→ **READING TEXT**
_ _ _ _

The first big news in terms of policy was the Government’s response to the Cairncross Review. The Review made nine recommendations aimed at securing the future of the industry, ranging from “new codes of conduct to rebalance the relationship between platforms and publishers” to “Ofcom should explore the market impact of BBC News

The Government has accepted eight of the nine recommendations. A good deal of coverage was devoted to the rejection of the ninth proposal, that “an Institute for Public Interest News should be established”.

There have been mixed reactions to this decision, but essentially, the Government’s position is it does not want to get involved in a discussion about the definition of ‘public interest’ news, and by implication, interference with the press.

Interestingly, the Government does support “developing a media literacy strategy alongside Ofcom, industry and stakeholders”, and “launching a new fund focused on innovations aimed at improving the supply of public-interest news, to be run by an independent body”. And it agrees that “the Local Democracy Reporting Service (LDRS) should be reviewed and expanded……and supports the BBC’s plans to grow the scheme”.

These are all important issues. It will be interesting to see the precise proposals when they are published.

Now, hands up everyone who read the Conservative Party’s election manifesto. No, I didn’t either.  But I have now, and in particular, I made it to page 48.

And why is this important? Because in one single sentence on that page, the Conservatives promised to lift a huge threat to journalism by promising: “To support free speech, we will repeal section 40 of the Crime and Courts Act 2014, which seeks to coerce the press”.

_ _ _ _

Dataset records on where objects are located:
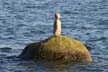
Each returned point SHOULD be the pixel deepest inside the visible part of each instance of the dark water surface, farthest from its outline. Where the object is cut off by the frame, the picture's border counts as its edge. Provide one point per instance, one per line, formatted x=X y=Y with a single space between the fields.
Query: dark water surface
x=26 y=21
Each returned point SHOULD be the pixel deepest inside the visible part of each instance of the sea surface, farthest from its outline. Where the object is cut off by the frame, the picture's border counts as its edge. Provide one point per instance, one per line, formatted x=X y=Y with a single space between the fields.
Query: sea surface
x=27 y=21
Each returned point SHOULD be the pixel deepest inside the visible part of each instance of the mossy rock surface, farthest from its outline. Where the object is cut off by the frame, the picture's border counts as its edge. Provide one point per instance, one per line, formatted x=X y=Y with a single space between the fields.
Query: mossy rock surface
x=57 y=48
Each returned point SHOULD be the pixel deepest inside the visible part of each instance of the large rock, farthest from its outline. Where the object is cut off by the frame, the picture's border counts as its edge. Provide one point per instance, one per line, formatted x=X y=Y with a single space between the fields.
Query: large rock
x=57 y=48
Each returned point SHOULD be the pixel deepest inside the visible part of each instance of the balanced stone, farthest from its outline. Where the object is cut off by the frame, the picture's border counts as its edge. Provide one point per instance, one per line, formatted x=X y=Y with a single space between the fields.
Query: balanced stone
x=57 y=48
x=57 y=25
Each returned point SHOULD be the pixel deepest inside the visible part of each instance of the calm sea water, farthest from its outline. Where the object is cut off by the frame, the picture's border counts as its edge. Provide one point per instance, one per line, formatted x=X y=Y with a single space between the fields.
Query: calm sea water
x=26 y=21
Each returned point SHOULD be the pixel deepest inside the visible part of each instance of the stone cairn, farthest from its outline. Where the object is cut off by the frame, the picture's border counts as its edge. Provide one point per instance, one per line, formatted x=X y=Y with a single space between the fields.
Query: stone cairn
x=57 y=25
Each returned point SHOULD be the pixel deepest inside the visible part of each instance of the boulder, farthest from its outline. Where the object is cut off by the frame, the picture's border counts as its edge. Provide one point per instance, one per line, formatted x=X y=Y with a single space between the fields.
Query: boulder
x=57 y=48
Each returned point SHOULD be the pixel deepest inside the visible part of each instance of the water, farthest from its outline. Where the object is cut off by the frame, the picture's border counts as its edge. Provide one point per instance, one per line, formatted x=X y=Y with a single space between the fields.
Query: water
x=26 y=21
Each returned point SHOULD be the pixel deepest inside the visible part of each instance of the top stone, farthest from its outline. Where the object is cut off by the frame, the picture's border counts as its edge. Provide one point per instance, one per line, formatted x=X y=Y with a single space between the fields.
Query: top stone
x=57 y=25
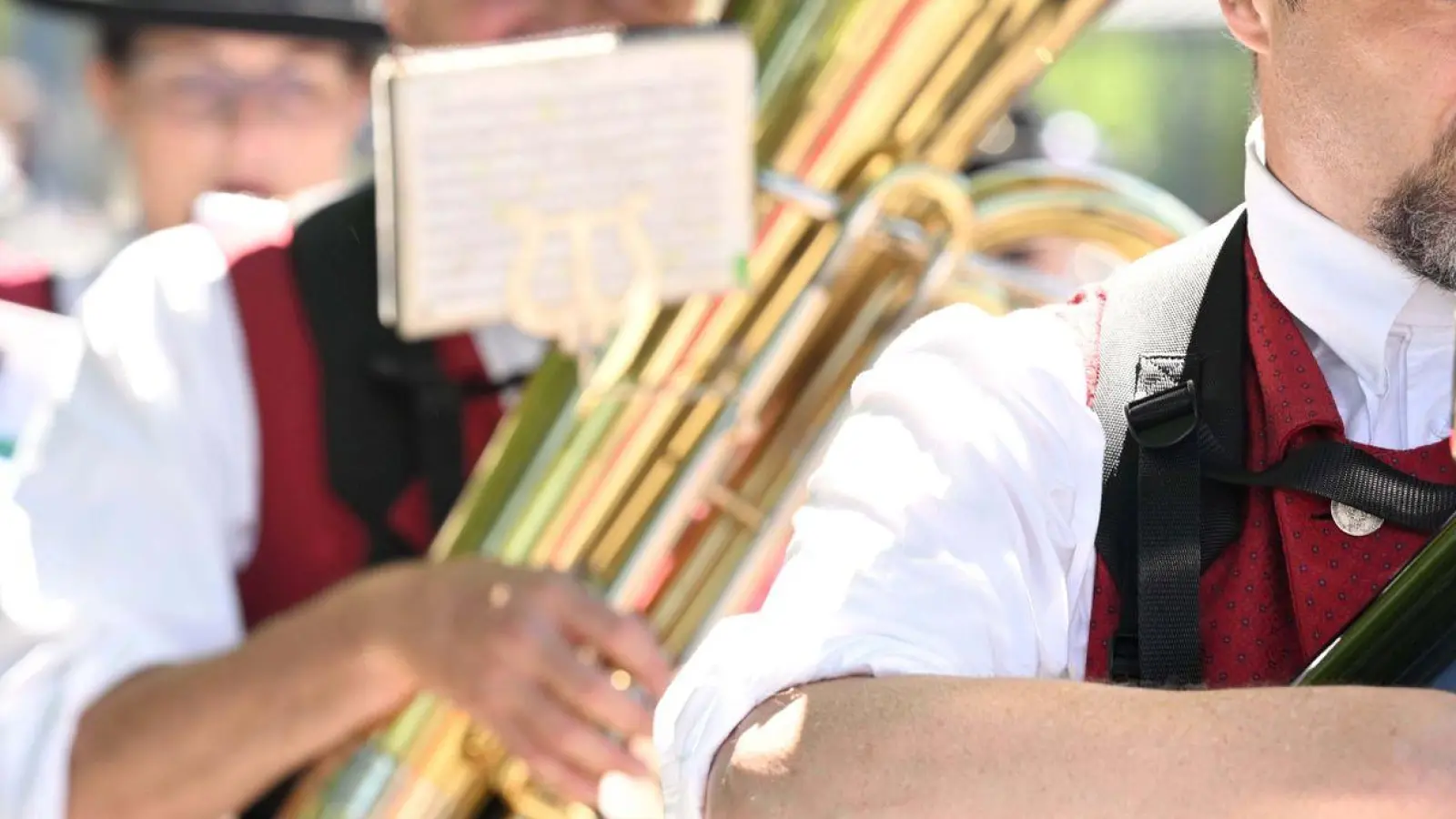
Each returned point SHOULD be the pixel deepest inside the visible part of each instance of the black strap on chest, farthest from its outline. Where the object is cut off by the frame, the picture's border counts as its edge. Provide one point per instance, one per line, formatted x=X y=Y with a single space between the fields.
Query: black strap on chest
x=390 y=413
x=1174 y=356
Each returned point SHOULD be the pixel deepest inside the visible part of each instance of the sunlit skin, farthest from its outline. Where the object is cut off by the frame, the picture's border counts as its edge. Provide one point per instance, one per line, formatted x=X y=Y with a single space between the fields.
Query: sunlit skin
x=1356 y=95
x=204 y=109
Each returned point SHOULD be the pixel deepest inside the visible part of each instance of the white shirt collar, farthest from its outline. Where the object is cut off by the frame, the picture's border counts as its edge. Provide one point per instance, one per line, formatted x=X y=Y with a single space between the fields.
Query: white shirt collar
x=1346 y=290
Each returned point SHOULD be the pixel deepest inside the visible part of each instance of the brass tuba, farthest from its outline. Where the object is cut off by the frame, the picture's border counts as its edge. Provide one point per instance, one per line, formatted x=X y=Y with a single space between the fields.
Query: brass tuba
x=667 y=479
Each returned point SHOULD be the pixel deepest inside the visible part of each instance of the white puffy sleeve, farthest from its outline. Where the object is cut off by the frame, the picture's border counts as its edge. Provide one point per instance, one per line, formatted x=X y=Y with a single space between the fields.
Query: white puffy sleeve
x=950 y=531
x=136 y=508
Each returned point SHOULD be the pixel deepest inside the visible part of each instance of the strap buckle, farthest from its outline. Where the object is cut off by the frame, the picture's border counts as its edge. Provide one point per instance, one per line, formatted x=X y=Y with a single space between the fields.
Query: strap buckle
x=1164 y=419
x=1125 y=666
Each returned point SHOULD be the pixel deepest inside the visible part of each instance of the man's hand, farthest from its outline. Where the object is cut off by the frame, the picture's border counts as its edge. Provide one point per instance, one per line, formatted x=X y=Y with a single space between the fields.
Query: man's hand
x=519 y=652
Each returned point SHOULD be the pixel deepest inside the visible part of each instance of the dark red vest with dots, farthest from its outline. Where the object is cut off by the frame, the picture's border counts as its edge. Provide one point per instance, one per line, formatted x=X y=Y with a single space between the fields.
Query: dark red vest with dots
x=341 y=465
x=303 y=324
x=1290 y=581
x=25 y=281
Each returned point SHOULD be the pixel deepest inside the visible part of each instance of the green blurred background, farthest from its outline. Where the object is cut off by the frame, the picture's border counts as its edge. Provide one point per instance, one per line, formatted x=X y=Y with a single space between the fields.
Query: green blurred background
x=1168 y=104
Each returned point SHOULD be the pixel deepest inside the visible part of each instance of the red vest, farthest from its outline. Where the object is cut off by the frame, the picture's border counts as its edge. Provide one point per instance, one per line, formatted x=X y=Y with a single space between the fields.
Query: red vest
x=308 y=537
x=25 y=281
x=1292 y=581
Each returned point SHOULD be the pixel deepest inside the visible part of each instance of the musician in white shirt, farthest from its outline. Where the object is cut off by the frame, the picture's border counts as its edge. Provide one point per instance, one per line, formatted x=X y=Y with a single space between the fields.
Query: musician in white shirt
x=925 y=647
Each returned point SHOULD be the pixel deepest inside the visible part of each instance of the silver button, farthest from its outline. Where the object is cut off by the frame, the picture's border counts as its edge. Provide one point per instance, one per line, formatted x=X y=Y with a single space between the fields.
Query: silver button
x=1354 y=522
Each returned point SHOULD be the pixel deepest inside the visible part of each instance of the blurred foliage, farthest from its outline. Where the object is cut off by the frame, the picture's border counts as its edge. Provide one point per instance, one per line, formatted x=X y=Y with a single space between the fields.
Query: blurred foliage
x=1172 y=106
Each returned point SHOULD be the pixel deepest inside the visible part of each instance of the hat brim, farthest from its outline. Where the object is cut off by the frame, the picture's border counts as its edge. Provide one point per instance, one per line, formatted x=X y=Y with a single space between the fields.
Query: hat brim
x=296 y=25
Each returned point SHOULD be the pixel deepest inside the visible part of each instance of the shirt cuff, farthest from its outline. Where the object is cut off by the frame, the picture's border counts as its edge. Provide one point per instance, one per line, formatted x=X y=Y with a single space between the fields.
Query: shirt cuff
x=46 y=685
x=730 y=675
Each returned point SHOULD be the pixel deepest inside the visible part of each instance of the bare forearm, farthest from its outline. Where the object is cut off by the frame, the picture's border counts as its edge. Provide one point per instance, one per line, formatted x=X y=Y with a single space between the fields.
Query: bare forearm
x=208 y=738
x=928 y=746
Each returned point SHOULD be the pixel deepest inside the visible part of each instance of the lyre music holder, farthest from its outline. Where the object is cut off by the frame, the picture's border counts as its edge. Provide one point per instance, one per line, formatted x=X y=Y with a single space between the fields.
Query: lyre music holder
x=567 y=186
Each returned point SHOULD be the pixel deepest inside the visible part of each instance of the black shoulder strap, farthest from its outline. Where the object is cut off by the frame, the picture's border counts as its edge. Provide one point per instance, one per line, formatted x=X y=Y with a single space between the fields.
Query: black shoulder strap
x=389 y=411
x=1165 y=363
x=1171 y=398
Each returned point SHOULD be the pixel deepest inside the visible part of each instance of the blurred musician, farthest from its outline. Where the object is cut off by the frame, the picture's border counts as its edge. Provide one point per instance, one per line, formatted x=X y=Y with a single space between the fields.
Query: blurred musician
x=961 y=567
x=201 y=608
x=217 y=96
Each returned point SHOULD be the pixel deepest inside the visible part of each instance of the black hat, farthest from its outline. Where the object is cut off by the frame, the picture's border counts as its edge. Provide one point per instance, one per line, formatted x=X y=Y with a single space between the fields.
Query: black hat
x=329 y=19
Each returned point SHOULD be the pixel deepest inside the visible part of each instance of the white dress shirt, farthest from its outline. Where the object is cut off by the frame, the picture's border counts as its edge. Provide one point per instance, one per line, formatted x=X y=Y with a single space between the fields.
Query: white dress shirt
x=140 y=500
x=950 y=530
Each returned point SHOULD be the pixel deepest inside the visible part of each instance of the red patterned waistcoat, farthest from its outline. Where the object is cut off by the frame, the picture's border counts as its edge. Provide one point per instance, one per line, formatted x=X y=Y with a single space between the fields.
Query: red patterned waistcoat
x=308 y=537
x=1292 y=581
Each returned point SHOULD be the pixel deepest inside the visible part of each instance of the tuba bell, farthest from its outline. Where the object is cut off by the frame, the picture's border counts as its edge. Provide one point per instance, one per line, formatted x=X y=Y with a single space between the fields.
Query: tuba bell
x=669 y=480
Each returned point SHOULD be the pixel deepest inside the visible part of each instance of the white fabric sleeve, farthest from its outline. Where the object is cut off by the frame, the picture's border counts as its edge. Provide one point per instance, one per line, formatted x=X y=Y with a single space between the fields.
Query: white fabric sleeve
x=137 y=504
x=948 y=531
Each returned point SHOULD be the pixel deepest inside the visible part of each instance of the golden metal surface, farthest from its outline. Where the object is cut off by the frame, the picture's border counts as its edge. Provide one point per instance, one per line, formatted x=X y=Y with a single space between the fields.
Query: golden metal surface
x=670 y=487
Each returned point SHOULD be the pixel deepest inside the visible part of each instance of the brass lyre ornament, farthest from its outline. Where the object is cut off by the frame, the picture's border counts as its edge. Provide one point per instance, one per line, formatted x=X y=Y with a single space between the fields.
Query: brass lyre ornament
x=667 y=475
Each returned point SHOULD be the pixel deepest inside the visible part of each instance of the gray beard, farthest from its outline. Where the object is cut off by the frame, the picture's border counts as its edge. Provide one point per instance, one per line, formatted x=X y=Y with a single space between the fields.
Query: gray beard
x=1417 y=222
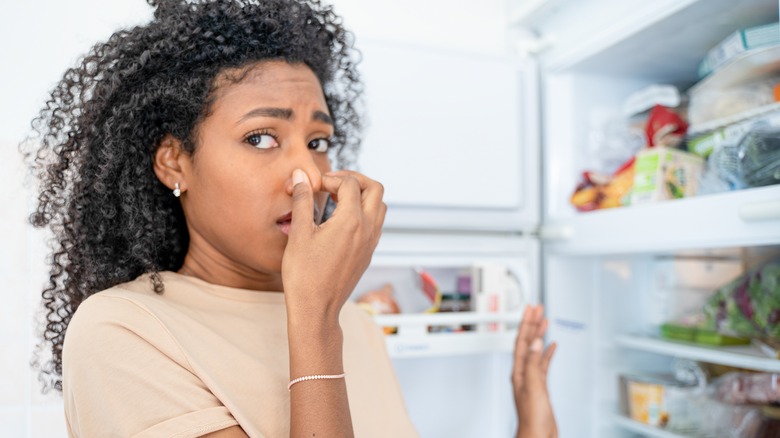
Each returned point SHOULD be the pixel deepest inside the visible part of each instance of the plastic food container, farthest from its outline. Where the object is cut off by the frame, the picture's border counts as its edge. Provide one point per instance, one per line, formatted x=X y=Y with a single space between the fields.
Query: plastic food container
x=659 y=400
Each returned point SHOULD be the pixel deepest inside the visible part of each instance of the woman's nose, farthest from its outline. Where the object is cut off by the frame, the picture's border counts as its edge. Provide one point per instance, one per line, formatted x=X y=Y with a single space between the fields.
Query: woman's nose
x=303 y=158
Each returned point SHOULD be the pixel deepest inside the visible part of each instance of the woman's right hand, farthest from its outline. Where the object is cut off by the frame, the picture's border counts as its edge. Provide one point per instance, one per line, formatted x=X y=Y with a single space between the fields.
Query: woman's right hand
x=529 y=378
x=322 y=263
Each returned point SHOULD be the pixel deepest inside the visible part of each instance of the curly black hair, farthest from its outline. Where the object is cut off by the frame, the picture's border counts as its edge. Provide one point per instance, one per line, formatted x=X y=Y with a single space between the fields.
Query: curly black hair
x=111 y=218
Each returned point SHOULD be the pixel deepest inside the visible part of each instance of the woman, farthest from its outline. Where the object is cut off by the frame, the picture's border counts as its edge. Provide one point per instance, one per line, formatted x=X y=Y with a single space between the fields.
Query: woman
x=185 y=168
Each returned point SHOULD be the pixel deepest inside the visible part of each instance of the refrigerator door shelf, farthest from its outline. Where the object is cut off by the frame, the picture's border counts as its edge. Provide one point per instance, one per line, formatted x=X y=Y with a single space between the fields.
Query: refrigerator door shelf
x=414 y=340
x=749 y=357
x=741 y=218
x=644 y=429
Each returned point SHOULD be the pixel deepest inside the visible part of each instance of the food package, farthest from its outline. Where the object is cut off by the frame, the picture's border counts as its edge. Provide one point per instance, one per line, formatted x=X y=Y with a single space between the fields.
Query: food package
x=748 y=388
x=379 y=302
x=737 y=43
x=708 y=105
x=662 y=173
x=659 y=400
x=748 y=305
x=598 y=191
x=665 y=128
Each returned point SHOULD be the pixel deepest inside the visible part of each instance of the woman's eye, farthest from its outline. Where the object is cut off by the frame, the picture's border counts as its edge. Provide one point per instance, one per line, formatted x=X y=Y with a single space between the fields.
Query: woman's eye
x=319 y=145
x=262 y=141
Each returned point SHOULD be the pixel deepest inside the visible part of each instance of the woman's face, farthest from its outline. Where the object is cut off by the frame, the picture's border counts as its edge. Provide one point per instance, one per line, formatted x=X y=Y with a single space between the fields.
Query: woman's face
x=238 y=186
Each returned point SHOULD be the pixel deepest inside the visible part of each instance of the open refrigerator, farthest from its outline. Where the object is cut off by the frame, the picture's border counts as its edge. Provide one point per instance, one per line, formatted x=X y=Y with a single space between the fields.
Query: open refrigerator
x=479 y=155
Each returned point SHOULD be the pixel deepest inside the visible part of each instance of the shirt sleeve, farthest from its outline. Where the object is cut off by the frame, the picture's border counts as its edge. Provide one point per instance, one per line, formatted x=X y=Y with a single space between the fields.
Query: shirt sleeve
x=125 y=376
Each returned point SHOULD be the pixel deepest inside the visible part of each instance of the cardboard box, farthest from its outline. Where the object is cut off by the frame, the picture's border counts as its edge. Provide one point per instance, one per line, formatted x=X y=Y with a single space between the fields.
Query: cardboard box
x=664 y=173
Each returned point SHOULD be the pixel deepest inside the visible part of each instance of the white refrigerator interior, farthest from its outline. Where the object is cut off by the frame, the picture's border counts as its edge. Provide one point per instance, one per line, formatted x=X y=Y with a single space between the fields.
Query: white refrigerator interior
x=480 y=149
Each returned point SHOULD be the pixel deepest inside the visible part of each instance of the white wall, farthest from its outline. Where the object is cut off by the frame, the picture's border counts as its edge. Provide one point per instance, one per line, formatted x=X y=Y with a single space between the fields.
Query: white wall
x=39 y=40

_ _ _ _

→ **DIRECTIVES**
a. Rewrite the stretch of the Cairncross Review passage from "The first big" through "with the press.", putting "proposals" wherever "recommendations" appears.
b. Resize the records from the line that contains "of the golden" through the line that contains "x=322 y=263", both included. Give those lines again with their requests, and multiply every x and y coordinate in the answers by 0.35, rounding to whole numbers with halves going up. Leave the pictures out.

→ **SOLVED TASKS**
a.
The first big news in terms of policy was the Government’s response to the Cairncross Review. The Review made nine proposals aimed at securing the future of the industry, ranging from “new codes of conduct to rebalance the relationship between platforms and publishers” to “Ofcom should explore the market impact of BBC News

The Government has accepted eight of the nine proposals. A good deal of coverage was devoted to the rejection of the ninth proposal, that “an Institute for Public Interest News should be established”.

There have been mixed reactions to this decision, but essentially, the Government’s position is it does not want to get involved in a discussion about the definition of ‘public interest’ news, and by implication, interference with the press.

b.
Each returned point SHOULD be the pixel deepest inside the visible part of each instance of the golden metal surface, farthest from its outline. Where the object is cut off by the frame, the picture's border counts as its edge. Provide one point per instance, one per line, formatted x=X y=Y with a single space between the fields.
Query: golden metal surface
x=235 y=170
Each returned point SHOULD be the pixel deepest inside the visible part of each instance of the brass lyre ornament, farthest from its outline. Where the object is cut off by the frame, the picture's border counts as its edge. Provide one point per instance, one per line, formatted x=X y=Y with a single space between the fields.
Query: brass lyre ornament
x=233 y=166
Each returned point SHOULD be the pixel deepest inside the visible part of each instance of the gray beard, farthest from its outline. Where the object is cut off by the frame, the picture's border counts as its edge. Provide one point per instance, one per line, formatted x=X y=Y with a single space between the fields.
Query: gray beard
x=496 y=78
Each returned point SHOULD be the pixel deepest inside the visible part of each instance of the plastic food container, farthest from its outline. Where the object is cut off by the frame, the picture's border counts as its edge. Provide one point per instance, one per line, formatted x=X y=Y with a single space between the fields.
Query: plastic food container
x=231 y=140
Each returned point SHOULD be the pixel deepest inside the visible part of each instance of the woman's nose, farthest from its outline. Where the object is cut off by the frame, the picture's border counts as its edge. Provide one point per instance, one per line, formatted x=X y=Y with a single space between the fields.
Query: woman's nose
x=106 y=55
Each returned point SHOULD be the pixel deepest inside the visible part of each instance of the woman's right hand, farthest from its outline. Where the object is cut off by the frame, the picture's border counts as its edge. Provide one point per instance, one per line, formatted x=X y=Y with a single space between the fields.
Query: woman's right hand
x=185 y=132
x=113 y=92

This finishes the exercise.